- To be done -
Count the lines below that contain the word "pink". Reply with the number alone.

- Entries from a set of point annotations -
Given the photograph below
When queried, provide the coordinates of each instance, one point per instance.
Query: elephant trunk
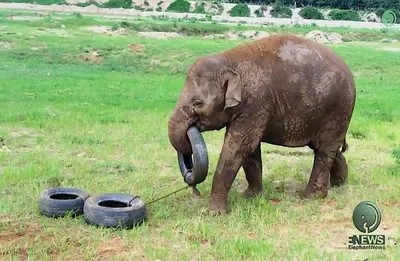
(178, 125)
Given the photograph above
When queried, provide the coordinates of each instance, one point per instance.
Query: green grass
(101, 125)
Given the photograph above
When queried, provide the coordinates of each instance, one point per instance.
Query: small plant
(281, 11)
(200, 8)
(396, 155)
(379, 12)
(310, 12)
(138, 7)
(259, 12)
(179, 6)
(216, 8)
(347, 15)
(240, 10)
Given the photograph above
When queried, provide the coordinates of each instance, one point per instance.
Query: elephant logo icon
(366, 217)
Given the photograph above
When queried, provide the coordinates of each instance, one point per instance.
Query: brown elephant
(282, 90)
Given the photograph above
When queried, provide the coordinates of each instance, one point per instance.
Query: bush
(396, 155)
(216, 8)
(379, 12)
(241, 10)
(281, 12)
(127, 4)
(348, 15)
(200, 8)
(179, 6)
(310, 12)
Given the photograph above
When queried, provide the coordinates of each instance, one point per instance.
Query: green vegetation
(259, 12)
(216, 8)
(279, 11)
(89, 110)
(240, 10)
(179, 6)
(127, 4)
(200, 8)
(349, 15)
(310, 12)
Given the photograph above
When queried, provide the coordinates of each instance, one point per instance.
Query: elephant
(281, 90)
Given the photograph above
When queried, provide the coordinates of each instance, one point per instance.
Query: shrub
(216, 8)
(348, 15)
(138, 7)
(281, 12)
(259, 12)
(310, 12)
(241, 10)
(179, 6)
(200, 8)
(127, 4)
(396, 155)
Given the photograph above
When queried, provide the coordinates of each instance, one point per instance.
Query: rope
(155, 200)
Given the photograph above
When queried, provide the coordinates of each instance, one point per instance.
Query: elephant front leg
(252, 166)
(241, 139)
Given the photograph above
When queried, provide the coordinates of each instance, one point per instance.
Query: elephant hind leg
(252, 167)
(339, 170)
(317, 186)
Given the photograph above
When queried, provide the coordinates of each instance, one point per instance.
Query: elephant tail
(345, 146)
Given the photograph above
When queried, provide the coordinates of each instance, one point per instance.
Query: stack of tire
(104, 210)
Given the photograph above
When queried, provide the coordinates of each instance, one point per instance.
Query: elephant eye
(198, 103)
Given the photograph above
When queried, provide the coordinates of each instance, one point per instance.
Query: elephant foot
(339, 171)
(337, 181)
(252, 192)
(217, 208)
(311, 193)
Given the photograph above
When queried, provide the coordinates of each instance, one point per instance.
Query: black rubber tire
(117, 216)
(59, 202)
(194, 171)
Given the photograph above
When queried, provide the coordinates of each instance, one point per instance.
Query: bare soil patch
(94, 56)
(5, 45)
(136, 48)
(391, 49)
(23, 18)
(324, 38)
(251, 34)
(107, 30)
(160, 35)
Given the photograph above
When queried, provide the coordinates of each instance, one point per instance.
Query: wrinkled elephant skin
(282, 90)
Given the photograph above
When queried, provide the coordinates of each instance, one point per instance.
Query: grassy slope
(102, 127)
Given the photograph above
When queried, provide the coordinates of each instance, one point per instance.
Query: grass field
(90, 111)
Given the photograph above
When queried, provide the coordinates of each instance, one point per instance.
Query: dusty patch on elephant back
(324, 38)
(107, 30)
(160, 35)
(94, 56)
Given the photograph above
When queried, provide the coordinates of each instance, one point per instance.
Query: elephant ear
(233, 93)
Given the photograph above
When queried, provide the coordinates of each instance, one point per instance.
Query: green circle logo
(366, 217)
(389, 18)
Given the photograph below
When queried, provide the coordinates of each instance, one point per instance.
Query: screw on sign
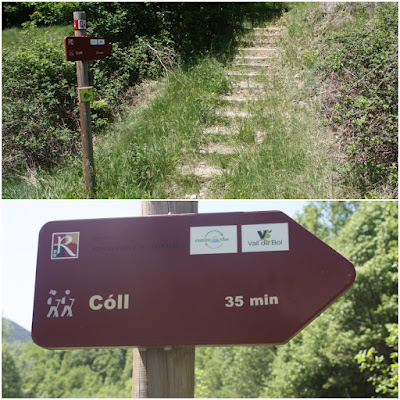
(211, 279)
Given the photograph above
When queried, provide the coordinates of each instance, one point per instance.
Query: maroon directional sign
(189, 279)
(85, 48)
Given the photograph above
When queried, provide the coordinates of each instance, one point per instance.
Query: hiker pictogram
(65, 301)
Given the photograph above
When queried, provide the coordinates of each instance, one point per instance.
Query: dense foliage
(39, 100)
(348, 351)
(360, 62)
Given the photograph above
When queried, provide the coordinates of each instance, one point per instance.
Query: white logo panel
(213, 239)
(265, 237)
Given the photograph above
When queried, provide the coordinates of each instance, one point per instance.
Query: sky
(21, 221)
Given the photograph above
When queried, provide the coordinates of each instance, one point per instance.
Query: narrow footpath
(250, 67)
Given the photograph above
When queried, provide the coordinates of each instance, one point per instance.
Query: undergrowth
(138, 157)
(358, 62)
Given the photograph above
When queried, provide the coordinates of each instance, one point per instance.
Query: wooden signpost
(82, 48)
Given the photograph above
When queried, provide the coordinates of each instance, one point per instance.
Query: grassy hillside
(15, 333)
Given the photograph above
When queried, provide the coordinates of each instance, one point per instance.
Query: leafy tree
(320, 361)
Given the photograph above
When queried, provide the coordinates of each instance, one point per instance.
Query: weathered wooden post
(82, 72)
(168, 371)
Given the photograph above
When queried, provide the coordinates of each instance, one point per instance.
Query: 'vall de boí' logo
(264, 235)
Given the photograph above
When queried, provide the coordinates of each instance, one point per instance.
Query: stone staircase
(249, 67)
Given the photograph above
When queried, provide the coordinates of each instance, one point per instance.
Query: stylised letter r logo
(64, 246)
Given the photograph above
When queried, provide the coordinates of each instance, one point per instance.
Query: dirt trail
(253, 59)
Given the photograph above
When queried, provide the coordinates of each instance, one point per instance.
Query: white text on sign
(238, 301)
(97, 302)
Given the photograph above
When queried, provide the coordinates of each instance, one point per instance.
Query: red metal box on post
(85, 48)
(189, 279)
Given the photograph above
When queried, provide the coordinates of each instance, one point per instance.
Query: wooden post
(164, 372)
(82, 73)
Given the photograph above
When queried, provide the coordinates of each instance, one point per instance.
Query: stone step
(217, 148)
(248, 85)
(202, 170)
(219, 130)
(255, 58)
(234, 114)
(249, 74)
(271, 28)
(251, 65)
(258, 49)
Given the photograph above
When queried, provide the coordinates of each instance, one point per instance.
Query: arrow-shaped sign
(192, 279)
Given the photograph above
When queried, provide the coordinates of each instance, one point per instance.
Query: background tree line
(350, 350)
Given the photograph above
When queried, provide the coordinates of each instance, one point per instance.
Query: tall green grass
(153, 151)
(141, 156)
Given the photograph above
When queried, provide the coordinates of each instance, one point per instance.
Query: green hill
(14, 332)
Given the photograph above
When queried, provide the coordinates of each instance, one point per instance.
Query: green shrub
(361, 61)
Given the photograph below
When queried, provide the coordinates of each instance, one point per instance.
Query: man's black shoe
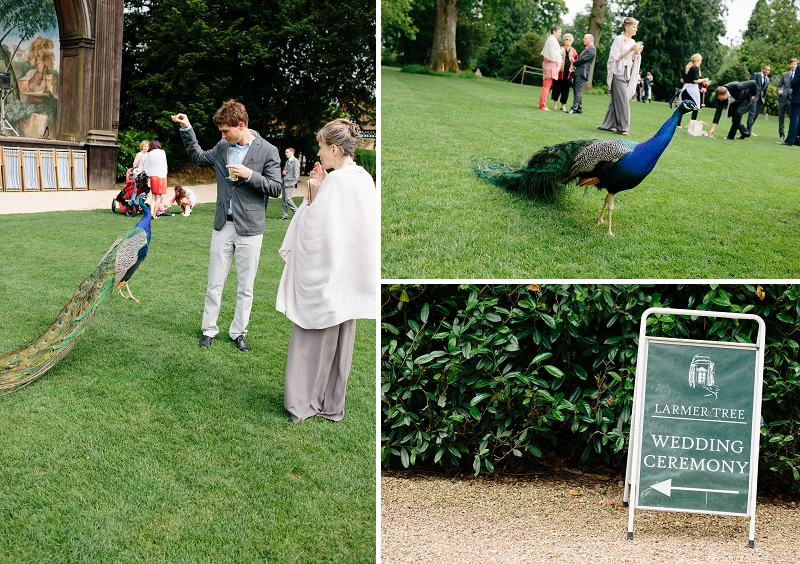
(242, 344)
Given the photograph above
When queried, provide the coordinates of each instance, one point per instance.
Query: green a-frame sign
(695, 423)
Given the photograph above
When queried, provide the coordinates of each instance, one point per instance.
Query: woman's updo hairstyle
(627, 22)
(342, 133)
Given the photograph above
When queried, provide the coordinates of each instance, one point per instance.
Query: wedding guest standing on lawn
(155, 166)
(563, 81)
(623, 68)
(580, 73)
(793, 136)
(248, 172)
(550, 64)
(291, 172)
(330, 276)
(785, 95)
(691, 83)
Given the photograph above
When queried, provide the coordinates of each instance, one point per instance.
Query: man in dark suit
(785, 94)
(248, 173)
(737, 96)
(580, 72)
(792, 137)
(762, 84)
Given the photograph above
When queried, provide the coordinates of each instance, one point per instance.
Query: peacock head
(687, 106)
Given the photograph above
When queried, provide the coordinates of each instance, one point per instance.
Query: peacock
(613, 164)
(26, 363)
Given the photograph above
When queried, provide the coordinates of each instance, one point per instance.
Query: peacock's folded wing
(28, 362)
(597, 154)
(548, 170)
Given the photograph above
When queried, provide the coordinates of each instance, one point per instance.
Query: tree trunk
(443, 51)
(595, 29)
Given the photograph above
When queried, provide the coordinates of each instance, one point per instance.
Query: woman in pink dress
(563, 81)
(551, 62)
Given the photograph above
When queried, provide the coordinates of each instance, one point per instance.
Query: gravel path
(564, 520)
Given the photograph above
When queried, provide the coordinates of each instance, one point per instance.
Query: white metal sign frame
(633, 469)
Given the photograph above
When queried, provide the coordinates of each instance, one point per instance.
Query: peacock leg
(600, 219)
(610, 199)
(130, 294)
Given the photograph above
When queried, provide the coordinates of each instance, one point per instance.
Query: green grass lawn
(140, 446)
(710, 209)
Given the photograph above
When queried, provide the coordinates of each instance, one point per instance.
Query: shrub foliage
(479, 375)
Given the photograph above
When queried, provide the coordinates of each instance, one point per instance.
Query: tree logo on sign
(701, 375)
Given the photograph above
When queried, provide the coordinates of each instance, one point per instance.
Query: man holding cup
(248, 174)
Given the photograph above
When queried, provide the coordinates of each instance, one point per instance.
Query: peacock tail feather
(25, 364)
(544, 175)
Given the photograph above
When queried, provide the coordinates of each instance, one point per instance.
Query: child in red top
(185, 198)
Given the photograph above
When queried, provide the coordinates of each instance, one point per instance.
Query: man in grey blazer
(757, 104)
(248, 173)
(785, 95)
(580, 74)
(291, 172)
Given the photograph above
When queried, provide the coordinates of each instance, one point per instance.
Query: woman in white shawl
(551, 62)
(623, 68)
(330, 276)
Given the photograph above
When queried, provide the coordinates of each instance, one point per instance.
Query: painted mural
(29, 52)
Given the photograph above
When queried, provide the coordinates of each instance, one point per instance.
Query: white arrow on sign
(666, 488)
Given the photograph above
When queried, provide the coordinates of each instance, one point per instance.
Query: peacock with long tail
(26, 363)
(613, 164)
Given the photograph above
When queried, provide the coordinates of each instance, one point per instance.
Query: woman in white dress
(623, 69)
(691, 83)
(138, 161)
(330, 276)
(155, 166)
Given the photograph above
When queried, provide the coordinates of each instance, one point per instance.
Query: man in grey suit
(762, 84)
(248, 173)
(291, 172)
(580, 72)
(785, 95)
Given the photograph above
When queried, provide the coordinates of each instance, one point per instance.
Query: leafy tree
(509, 21)
(673, 30)
(293, 64)
(609, 26)
(596, 21)
(524, 51)
(450, 34)
(772, 35)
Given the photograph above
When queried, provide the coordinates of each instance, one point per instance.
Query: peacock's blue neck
(144, 223)
(648, 152)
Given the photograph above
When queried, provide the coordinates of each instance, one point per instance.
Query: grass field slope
(142, 447)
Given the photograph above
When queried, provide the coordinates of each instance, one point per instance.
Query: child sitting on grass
(185, 198)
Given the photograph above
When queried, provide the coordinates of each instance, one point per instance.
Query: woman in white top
(155, 166)
(691, 83)
(623, 68)
(331, 250)
(138, 161)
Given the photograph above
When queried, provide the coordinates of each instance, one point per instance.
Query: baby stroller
(136, 184)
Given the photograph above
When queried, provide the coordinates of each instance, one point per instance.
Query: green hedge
(366, 158)
(481, 375)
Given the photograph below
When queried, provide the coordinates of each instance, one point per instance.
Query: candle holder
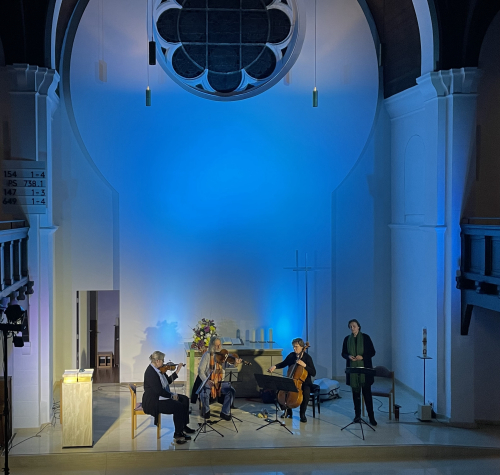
(424, 410)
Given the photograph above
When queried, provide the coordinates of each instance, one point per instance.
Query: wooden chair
(315, 398)
(384, 387)
(136, 410)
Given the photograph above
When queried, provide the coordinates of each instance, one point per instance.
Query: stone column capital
(445, 83)
(26, 78)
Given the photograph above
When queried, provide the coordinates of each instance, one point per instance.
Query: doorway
(98, 333)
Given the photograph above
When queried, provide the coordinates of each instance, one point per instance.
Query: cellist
(214, 386)
(306, 362)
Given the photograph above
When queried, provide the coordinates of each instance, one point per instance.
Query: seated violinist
(159, 399)
(300, 357)
(209, 366)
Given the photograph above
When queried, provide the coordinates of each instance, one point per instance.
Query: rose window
(226, 49)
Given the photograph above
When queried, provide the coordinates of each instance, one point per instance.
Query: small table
(261, 355)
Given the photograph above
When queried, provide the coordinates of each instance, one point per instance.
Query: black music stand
(275, 383)
(207, 424)
(367, 371)
(228, 378)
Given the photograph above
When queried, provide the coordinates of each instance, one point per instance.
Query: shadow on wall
(164, 337)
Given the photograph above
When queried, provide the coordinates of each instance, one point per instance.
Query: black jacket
(153, 390)
(306, 358)
(368, 354)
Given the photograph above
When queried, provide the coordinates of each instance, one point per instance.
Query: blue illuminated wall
(215, 198)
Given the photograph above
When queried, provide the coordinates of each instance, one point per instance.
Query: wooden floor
(318, 442)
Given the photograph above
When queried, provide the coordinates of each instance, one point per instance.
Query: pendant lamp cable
(148, 91)
(315, 90)
(315, 43)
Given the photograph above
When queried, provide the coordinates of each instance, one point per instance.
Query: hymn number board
(25, 186)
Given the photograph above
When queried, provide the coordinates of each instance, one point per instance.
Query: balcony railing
(479, 277)
(14, 260)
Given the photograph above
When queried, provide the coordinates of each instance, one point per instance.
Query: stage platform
(318, 442)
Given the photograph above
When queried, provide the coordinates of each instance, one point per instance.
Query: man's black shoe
(179, 439)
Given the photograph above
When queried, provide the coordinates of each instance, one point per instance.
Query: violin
(169, 367)
(223, 356)
(298, 374)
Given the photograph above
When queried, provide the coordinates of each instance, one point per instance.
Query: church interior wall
(485, 328)
(414, 250)
(214, 203)
(361, 252)
(483, 195)
(83, 210)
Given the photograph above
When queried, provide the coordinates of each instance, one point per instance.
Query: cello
(215, 377)
(298, 374)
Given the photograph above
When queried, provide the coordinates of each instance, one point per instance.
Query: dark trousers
(367, 394)
(306, 393)
(179, 409)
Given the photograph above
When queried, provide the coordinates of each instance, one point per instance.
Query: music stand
(275, 383)
(206, 422)
(228, 378)
(367, 371)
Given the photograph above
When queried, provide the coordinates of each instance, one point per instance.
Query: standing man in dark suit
(159, 399)
(358, 352)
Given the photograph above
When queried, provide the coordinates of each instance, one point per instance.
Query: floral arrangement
(202, 333)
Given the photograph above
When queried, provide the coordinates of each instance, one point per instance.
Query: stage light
(18, 341)
(152, 53)
(15, 313)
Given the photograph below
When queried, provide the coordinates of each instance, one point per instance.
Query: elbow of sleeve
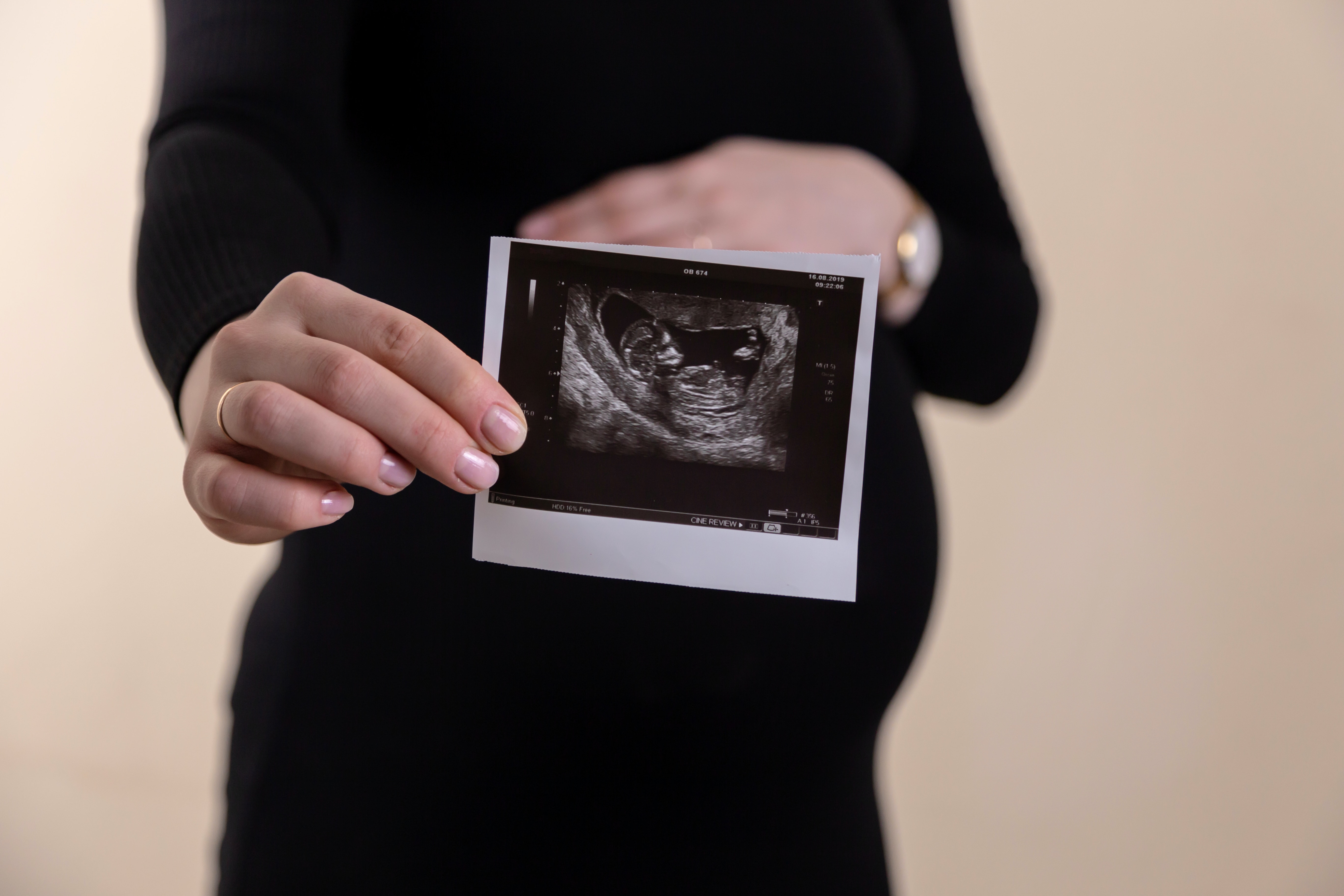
(972, 338)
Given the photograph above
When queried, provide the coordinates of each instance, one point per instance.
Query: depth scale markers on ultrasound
(709, 393)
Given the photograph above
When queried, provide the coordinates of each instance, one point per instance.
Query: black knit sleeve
(244, 177)
(972, 336)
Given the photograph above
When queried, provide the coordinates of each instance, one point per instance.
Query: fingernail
(504, 430)
(537, 226)
(478, 469)
(396, 472)
(338, 503)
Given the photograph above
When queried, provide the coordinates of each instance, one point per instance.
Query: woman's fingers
(355, 387)
(628, 209)
(228, 491)
(413, 351)
(291, 426)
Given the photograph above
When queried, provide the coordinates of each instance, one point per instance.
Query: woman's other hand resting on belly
(748, 193)
(326, 386)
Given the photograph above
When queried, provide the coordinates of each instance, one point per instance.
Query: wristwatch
(919, 251)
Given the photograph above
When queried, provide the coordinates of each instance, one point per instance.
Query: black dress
(409, 721)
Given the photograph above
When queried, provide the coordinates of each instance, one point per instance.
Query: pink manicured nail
(537, 226)
(478, 469)
(338, 503)
(504, 430)
(396, 472)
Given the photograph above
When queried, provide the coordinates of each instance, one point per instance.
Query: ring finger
(281, 422)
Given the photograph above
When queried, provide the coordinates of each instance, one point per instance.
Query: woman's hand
(744, 193)
(330, 387)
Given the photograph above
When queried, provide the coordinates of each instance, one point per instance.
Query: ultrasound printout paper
(695, 417)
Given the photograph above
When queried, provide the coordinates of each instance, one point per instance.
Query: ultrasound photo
(683, 378)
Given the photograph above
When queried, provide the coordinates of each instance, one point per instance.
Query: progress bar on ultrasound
(666, 516)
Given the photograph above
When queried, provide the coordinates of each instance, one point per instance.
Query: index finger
(617, 194)
(416, 352)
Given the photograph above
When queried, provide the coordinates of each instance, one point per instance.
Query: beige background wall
(1135, 680)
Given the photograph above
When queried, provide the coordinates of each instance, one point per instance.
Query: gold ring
(220, 413)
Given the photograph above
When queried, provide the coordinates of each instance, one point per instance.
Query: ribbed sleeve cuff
(224, 224)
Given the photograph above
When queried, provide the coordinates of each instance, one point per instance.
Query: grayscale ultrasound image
(683, 378)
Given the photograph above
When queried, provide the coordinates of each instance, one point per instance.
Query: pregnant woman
(322, 185)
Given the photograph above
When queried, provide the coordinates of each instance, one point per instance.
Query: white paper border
(672, 553)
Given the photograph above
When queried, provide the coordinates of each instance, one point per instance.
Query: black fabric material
(408, 721)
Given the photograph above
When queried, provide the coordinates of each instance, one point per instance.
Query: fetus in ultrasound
(685, 378)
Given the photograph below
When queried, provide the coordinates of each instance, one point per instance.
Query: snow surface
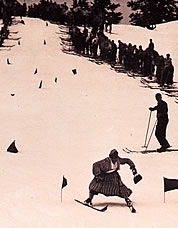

- Reply -
2